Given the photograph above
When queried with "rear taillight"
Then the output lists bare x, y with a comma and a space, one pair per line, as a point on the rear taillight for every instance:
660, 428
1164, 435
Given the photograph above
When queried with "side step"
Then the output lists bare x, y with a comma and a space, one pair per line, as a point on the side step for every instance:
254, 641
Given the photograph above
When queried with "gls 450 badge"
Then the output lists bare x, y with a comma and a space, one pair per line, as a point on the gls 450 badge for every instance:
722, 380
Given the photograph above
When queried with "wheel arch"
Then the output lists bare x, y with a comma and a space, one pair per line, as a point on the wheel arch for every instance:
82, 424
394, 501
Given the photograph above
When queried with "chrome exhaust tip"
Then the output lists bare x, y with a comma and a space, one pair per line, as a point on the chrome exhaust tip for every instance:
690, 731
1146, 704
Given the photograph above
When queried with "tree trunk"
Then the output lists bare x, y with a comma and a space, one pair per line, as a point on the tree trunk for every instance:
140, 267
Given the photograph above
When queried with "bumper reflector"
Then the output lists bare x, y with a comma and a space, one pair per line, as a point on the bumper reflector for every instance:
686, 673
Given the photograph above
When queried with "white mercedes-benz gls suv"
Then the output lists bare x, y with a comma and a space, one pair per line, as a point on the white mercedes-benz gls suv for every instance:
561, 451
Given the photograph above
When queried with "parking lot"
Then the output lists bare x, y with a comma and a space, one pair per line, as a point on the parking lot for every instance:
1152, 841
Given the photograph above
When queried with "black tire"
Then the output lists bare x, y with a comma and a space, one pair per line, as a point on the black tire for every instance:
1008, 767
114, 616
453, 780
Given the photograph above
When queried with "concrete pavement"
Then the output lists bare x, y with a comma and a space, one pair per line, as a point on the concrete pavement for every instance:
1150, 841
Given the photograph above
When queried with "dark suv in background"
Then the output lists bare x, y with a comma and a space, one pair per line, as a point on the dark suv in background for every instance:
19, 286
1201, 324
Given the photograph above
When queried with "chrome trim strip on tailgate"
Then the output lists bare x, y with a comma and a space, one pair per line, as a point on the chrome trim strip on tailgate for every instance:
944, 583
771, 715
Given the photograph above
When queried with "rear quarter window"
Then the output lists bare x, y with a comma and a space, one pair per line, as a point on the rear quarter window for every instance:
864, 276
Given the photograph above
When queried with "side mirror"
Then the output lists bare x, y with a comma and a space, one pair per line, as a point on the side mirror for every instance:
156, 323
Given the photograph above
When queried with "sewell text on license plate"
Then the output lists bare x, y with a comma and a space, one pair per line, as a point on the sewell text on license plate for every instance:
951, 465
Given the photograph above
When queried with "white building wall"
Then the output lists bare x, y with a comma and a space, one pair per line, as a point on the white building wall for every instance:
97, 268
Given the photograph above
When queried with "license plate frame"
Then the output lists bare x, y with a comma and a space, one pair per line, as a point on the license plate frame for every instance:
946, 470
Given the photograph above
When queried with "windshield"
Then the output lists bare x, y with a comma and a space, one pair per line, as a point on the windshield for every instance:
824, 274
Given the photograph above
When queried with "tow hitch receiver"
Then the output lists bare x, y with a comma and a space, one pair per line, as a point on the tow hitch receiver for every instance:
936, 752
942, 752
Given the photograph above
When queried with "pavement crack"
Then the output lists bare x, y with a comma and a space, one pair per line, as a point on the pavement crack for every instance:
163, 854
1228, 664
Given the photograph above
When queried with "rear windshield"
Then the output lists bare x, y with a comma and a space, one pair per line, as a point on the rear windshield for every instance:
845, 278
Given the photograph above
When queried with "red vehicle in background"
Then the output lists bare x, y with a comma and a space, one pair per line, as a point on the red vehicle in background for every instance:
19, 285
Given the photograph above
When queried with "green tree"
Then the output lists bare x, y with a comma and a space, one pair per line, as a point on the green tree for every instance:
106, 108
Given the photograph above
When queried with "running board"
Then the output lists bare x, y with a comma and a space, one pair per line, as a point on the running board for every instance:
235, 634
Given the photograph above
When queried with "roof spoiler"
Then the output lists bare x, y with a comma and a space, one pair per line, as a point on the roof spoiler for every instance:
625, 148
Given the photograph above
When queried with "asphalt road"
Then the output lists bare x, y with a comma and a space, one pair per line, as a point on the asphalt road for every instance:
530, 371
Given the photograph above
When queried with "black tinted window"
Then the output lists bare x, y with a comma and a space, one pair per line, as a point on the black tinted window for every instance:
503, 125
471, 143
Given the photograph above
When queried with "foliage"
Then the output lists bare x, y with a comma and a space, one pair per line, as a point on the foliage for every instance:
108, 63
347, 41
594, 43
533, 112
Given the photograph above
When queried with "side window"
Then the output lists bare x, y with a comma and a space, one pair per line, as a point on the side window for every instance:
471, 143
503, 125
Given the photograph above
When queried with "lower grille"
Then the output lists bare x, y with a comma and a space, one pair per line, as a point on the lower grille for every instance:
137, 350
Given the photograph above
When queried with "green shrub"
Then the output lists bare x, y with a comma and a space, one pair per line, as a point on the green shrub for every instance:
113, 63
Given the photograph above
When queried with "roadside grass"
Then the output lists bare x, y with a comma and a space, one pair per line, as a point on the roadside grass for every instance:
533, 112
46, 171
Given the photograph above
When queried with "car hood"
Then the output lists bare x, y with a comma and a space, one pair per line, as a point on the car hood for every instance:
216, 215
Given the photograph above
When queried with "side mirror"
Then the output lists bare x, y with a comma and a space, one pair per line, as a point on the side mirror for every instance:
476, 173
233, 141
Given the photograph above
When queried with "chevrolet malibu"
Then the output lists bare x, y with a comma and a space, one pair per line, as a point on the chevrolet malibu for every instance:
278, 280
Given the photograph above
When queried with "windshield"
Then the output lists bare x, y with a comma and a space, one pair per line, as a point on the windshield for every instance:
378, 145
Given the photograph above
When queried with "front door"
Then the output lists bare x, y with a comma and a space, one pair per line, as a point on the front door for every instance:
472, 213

▶ _EXERCISE DIRECTIONS_
Copy each record from above without leaving any out.

▶ _TASK ANSWER_
Given the photograph above
When queried with "rear taillight"
Then the output lists bare x, y with a comma and a space, one pair per line, as a point on the rear taillight for every instance:
660, 428
1164, 435
Given the photograph above
When queried with "side step"
Then the output lists bare x, y with a comma and a space, one pair per line, as a point on the side step for every instance:
254, 641
Given the photograph above
When queried with "gls 450 badge"
Then the output lists bare x, y with a comma and a space, one pair per line, as a point on the gls 450 badge for every instance:
722, 380
Given the photograph above
When queried with "wheel arch"
Then the output lists bare x, y with a comma and a space, one pair per line, as a point on the wheel arch for every instance:
82, 424
394, 501
Given the photograph above
When queried with "chrome exhaust tip"
Then the output lists bare x, y with a comma and a space, one pair per line, as a point on the chrome exhaust tip for every instance:
690, 731
1146, 704
Given the photograph above
When queried with "tree trunk"
Then the output lists bare x, y with a comma and a space, one pair per line, as a point on the tree trunk for every instance:
140, 267
Given the photograph above
When queried with "bumper reflector"
Then the output lists bare x, y with a comma and a space, one pair per line, as a point on the bumper reflector for every instance:
686, 673
Given the photograph above
When queried with "white mercedes-benz gls suv"
Then the output lists bare x, y with a comma and a space, one pair per line, as a point on the white mercedes-benz gls suv for every instance:
561, 451
Given the photograph above
When queried with "parking lot"
Then the output lists bare x, y with a comma and a space, one pair per line, as a point on the parking lot for every instance:
1152, 841
Given the photograph above
When queried with "black tire"
Then the output lists bare x, y with a comma and a space, one pair per line, as a point on the black tire for every instance:
1008, 767
114, 616
453, 780
Given the photograph above
When queried with "concrete pavement"
Then the output lists bare x, y with a comma and a space, one pair per line, as a point on the concrete pavement for every instance:
1150, 841
Given the photograph above
When queried with "dark suv in background"
Then the output lists bare x, y with a comma and a space, one pair per line, as a point on the dark suv in background for every instance:
19, 286
1201, 324
Given the photograph above
When queried with "chrome trim strip on tailgate"
Then the output lists bare x, y with a comma and a space, one pair per line, as a point on the chrome trim strip on tailgate for every instance:
944, 583
771, 715
Given the photograph above
When queried with "rear quarter window"
Then the output lists bare x, y with a comma and a space, one pair per line, as a point on the rear quarter window for every instance:
864, 276
Given the photograph above
When queried with "side mirror"
Then the output lists bare x, y with a comma and a space, one pair per line, as a point on the side mirror for every instance:
156, 323
Given the photograph above
When queried with "sewell text on license plate"
Then the output lists bare x, y with a comma and a space, one pair per line, as a point on the sewell text on license plate for every instance:
951, 465
Given the photograph above
When queried with "white building wall"
Then the output lists bare x, y with a comma and a space, one pair per line, as a point on the white building wall for every instance:
97, 268
Given the photograph above
When queried with "license plate frame"
Then the output lists bare x, y with a comma and a space, one pair per line, as a point on the license plate frame for every instance:
946, 470
Given the photograph above
When queried with "windshield"
Then the output lists bare x, y with a comma and a space, one pair per line, as a point on the windshield for every instance:
824, 274
Given the photograph above
When queried with "tow hitch receiver"
Then the output lists bare x, y with a comma and a space, one pair per line, as a point on the tow hitch receiver for every instance:
936, 752
942, 752
Given the photograph above
When queried with "pavement crack"
Then the output lists bare x, y with a comma and a space, one pair per line, as a point on the pavement crack for every instance:
163, 854
1228, 664
Given the photograph above
When queried with "rear windshield"
Then the output lists bare x, y with a comma and a space, one pair per line, as a point on the rear windshield for every instance:
845, 278
Given the photograph above
When queried with "red vehicle in background"
Then the output lists bare x, y with a comma and a space, one pair per line, as a point on the red vehicle in background for every instance:
19, 285
Given the photograph above
When queried with "green tree"
Then the output lists bare x, y with a comma and a space, one pair per line, as a point on the green tree for every instance:
106, 108
Given the photograph above
When queried with "running board"
Then the output lists bare x, y with a comma and a space, one pair per line, as a point on the running board for every instance:
235, 634
Given the photograph above
When queried with "roof spoiler"
Then the output lists bare x, y with a comma and a space, one pair per line, as a point on the roof spoiler for every instance:
625, 148
Given the photograph above
When queried with "asphalt road"
Then the output lists bare x, y with a comma and a space, one pair per line, as a point on the asphalt road for every instance:
530, 371
Given the photograph above
When queried with "black tinted window"
Then the output lists bare x, y with a comma and a space, one pair per line, as a point on the black tinted window for every instance:
503, 125
471, 143
Given the photograph above
When queried with "foliage"
Then the output lists bare x, y with a comma and a space, one pair per line, as a point on the foliage for every instance:
108, 63
347, 41
594, 43
533, 112
Given the photograph above
When queried with "side window"
Then the output lists bare x, y with a comma and a space, one pair per line, as a point on the side window for every instance:
471, 143
503, 125
Given the photograph above
When queried with "lower grille"
Then the output lists bare x, y with a comma and a space, one pair per line, as a point on the lower grille for every instance:
137, 350
Given the photograph above
When queried with "green shrub"
Then the output lists bare x, y with a comma and a space, one pair per line, as a point on the green shrub for every instance:
113, 63
Given the photograph above
When queried with "roadside grass"
Then the output lists bare x, y with a comma and a space, one pair per line, as a point on the roadside grass for every instance:
533, 112
46, 171
Given the photograph above
When queried with "car hood"
Then the output lists bare x, y with a comma and a space, one pair per line, as a point on the car hood for every instance:
216, 215
Given the photograph above
When queried with "side mirror"
Then the output lists bare x, y with a comma and a space, one pair per line, as a point on the side mirror for every instance:
476, 173
233, 141
Given the photograph above
When queried with "chevrolet malibu"
Then the output lists bare x, y with a comma and a space, one pair per line, as a point on the chevrolet malibu for every instance:
278, 280
Given the photograph above
When queried with "windshield"
Then the output lists bare x, y with a comma and a space, one pair per line, as a point on the windshield for every instance:
378, 145
Given the photograph above
When queried with "front door"
Then the output lists bare x, y with a comma and a space, one pair per line, as a point on the front door for every instance:
472, 213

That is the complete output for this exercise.